Fabiana Botelho é professora associada de nutrição na Universidade Federal de Pelotas (UFPel), com formação em nutrição, mestrado e doutorado em ciência dos alimentos, e pós-doutorado em Harvard. Coordenou projetos de rotulagem nutricional e participou da criação do curso de gastronomia na UFPel.
Com dez anos de experiência em Alimentação Coletiva e Controle de Qualidade, lançou em 2023 cursos sobre práticas e ciência de alimentos sem glúten. Integra a International Society for the Study of Celiac Disease, com foco em doença celíaca, sensibilidade ao glúten e segurança alimentar.
O que a fez se especializar em desordens ligadas ao glúten?
Sempre me interessei pela doença celíaca, desde a época que fiz graduação, pois me instigava conhecer mais sobre uma doença que o único tratamento era a retirada de uma proteína, o glúten. Na época, a doença era conhecida como “intolerância ao glúten”. Hoje, se sabe que é uma doença autoimune desencadeada pelo consumo de glúten em indivíduos predispostos geneticamente.
Quando comecei a fazer projetos sobre o tema e fiz o pós-doutorado, percebi a grande lacuna dentro dessa área e o quanto precisávamos evoluir nas desordens do glúten. No Brasil, nós temos alguns problemas, como: 1) autodiagnóstico de pacientes que retiram o glúten sem saber o que realmente têm e a falta de diagnóstico correto; 2) profissionais da saúde que acham que a doença celíaca é rara; 3) profissionais que “julgam como moda” não comer glúten.
Quais os principais desafios na produção de alimentos sem glúten?
O principal desafio é o cuidado com a contaminação cruzada. Muitos produtos sem glúten, hoje em dia, não são preparados para as pessoas que mais precisam, pois os cuidados com a contaminação por glúten nos utensílios, ambientes e ingredientes não é considerada, fazendo com que o produto sem glúten não seja verdadeiramente sem glúten. Isso acarreta riscos para a saúde dessas pessoas, pois qualquer traço de glúten pode ativar o sistema imune.

**Dados de entrada:**

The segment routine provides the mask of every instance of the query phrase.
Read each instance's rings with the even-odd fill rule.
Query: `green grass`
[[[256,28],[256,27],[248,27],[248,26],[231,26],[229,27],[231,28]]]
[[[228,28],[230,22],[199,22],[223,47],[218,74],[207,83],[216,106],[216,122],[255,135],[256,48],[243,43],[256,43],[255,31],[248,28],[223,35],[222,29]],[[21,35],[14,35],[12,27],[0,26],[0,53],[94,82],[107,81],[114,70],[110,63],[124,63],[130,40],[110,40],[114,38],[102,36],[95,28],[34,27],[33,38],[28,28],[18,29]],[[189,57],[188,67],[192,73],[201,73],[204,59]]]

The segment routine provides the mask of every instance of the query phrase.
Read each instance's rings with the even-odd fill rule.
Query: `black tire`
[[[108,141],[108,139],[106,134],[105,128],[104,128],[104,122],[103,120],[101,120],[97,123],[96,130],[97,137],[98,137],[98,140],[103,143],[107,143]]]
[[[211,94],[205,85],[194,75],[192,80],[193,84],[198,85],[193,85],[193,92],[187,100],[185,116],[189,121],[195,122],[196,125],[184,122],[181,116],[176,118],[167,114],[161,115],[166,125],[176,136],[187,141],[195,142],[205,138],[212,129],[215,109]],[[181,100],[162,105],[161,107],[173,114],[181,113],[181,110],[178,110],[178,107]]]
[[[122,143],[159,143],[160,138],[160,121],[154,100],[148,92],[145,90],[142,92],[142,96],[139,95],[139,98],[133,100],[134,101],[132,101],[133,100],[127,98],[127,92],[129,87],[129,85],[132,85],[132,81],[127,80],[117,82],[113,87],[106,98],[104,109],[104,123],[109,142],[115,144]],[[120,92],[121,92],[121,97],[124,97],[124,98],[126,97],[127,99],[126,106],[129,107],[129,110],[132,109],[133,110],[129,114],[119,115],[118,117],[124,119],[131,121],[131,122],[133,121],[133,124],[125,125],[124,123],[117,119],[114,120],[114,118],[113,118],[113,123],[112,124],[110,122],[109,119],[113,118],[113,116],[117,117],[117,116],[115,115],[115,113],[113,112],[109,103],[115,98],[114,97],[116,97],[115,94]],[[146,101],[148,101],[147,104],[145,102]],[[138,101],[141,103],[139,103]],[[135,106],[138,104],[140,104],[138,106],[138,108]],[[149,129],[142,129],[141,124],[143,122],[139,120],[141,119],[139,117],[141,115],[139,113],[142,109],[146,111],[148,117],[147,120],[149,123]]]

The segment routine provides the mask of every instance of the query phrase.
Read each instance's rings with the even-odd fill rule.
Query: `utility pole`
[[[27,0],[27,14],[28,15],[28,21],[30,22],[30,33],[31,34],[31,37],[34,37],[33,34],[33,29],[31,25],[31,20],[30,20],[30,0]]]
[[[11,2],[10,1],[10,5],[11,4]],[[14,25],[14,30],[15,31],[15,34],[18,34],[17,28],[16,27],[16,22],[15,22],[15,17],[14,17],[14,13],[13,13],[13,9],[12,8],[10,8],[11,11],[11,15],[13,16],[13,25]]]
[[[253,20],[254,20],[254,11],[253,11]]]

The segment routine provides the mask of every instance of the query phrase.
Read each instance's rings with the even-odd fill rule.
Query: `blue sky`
==
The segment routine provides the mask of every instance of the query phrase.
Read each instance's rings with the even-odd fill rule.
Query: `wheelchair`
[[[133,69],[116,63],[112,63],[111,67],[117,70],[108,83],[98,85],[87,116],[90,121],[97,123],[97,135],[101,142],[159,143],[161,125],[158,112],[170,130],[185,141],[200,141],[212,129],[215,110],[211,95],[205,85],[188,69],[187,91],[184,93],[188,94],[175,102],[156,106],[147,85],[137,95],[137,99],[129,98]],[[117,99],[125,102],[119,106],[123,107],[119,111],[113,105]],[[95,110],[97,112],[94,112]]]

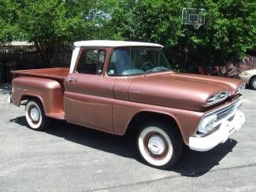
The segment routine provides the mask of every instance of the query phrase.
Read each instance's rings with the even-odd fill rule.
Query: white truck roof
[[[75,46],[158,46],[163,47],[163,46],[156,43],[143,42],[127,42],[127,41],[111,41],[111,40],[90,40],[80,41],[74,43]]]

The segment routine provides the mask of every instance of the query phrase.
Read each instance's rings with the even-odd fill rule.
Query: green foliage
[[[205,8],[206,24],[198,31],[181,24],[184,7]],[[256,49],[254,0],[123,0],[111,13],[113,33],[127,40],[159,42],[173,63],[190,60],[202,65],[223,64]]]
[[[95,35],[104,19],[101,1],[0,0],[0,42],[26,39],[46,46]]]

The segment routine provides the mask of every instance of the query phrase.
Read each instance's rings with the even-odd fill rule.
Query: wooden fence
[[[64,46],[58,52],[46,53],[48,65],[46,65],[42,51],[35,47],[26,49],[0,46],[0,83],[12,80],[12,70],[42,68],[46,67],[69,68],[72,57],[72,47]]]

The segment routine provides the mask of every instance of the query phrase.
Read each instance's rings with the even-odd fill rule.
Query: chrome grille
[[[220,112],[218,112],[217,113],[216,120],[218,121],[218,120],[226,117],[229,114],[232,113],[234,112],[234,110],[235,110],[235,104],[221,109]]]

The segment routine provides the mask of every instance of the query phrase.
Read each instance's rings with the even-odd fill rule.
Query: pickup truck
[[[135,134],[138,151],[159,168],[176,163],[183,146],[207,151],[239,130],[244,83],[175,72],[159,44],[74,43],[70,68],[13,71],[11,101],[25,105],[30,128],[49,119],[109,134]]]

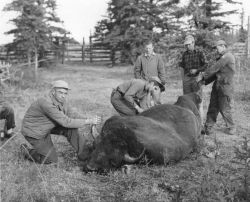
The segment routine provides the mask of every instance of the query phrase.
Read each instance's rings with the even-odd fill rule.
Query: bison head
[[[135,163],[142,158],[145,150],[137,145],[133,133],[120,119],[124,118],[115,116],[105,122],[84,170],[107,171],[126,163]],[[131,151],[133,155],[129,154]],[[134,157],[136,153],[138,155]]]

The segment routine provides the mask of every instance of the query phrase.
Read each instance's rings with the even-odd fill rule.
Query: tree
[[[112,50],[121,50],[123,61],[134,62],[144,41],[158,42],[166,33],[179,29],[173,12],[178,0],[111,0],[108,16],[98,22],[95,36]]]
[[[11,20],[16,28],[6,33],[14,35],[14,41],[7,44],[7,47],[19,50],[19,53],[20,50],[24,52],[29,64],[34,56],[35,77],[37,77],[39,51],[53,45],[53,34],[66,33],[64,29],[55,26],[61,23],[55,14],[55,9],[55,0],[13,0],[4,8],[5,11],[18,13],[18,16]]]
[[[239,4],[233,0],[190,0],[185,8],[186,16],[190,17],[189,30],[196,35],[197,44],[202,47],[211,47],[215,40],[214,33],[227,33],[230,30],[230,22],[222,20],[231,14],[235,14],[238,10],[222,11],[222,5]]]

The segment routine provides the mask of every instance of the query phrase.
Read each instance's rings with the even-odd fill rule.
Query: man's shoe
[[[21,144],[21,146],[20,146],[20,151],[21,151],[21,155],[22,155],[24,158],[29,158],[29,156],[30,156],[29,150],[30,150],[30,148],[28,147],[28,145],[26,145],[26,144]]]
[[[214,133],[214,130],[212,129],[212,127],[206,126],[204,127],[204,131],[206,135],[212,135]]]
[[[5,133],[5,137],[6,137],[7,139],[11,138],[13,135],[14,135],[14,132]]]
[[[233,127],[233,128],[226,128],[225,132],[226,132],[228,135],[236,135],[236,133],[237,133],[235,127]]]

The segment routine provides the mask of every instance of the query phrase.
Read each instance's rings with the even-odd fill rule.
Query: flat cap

**Tarefas do exercício:**
a: Reproduza do texto sobre doença celíaca o trecho de "Quando comecei a" a "alimentos sem glúten?".
b: Estas afirmações concordam com o texto sobre doença celíaca? Responda sim ou não a cada uma e cite entre aspas as palavras do texto que decidem a resposta. (i) Fabiana Botelho fez pós-doutorado em Harvard. (ii) Hoje a doença celíaca é entendida como uma intolerância ao glúten. (iii) Os cursos sobre alimentos sem glúten foram lançados em 2020.

**Resultados esperados:**
a:
Quando comecei a fazer projetos sobre o tema e fiz o pós-doutorado, percebi a grande lacuna dentro dessa área e o quanto precisávamos evoluir nas desordens do glúten. No Brasil, nós temos alguns problemas, como: 1) autodiagnóstico de pacientes que retiram o glúten sem saber o que realmente têm e a falta de diagnóstico correto; 2) profissionais da saúde que acham que a doença celíaca é rara; 3) profissionais que “julgam como moda” não comer glúten.
Quais os principais desafios na produção de alimentos sem glúten?

b:
(i) Sim: "pós-doutorado em Harvard".
(ii) Não: "Hoje, se sabe que é uma doença autoimune desencadeada pelo consumo de glúten em indivíduos predispostos geneticamente."
(iii) Não: "lançou em 2023 cursos sobre práticas e ciência de alimentos sem glúten".